▶ ABOUT THIS TASK
Throughout the material below, count each line in which the word "marble" appears, then reply with the count only.

▶ RECORDS TO PROCESS
++++++++++
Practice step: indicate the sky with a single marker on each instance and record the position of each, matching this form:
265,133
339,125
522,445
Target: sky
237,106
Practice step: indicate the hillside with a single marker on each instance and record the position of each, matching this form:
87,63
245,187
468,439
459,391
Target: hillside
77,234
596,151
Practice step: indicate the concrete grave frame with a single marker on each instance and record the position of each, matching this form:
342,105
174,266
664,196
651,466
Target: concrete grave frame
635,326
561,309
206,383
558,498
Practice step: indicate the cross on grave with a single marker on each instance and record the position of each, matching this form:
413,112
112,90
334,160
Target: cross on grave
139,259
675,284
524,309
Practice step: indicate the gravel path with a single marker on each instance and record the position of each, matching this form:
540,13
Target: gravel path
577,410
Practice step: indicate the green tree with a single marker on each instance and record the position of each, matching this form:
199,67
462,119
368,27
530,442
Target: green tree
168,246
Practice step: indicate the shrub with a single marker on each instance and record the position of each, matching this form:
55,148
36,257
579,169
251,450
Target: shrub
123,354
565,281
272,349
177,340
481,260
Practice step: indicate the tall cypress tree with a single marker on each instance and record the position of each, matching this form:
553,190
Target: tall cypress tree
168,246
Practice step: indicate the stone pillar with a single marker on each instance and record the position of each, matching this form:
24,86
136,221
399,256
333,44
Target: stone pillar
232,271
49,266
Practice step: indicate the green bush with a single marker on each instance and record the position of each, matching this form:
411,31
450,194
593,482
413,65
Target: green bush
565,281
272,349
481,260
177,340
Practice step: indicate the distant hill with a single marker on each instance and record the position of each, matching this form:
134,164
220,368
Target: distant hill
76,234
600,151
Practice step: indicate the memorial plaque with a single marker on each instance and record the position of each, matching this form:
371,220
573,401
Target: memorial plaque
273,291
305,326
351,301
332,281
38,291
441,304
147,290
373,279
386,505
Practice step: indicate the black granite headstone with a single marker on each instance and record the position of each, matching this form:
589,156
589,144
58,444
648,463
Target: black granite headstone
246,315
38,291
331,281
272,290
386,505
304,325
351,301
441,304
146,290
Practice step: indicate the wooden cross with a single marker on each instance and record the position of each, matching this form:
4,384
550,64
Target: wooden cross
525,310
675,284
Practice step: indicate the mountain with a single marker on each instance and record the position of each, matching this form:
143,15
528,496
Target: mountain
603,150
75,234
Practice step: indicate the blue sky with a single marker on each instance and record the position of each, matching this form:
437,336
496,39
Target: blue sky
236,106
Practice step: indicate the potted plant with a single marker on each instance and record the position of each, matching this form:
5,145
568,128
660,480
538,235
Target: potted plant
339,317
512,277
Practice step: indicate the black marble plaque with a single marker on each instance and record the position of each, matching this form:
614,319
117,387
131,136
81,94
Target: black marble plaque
++++++++++
▶ TASK ANSWER
2